(Raw records)
***

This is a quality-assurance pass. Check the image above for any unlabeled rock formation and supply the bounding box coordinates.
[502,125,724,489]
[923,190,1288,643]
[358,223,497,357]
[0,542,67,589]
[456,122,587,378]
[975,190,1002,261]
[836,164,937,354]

***

▶ _AIM OF THE EXERCISE_:
Rewrite every line of the entries, including the request line, and increase each bounding-box coordinate in the answers by 132.

▶ _COMPLETE ANSWER_:
This is a quality-assurance pass. Check the image above for any unlabeled rock formation and supply the bounding box coordinates.
[634,257,856,621]
[1055,322,1420,775]
[490,355,629,489]
[132,674,199,721]
[588,254,719,510]
[1107,322,1134,393]
[968,296,1069,486]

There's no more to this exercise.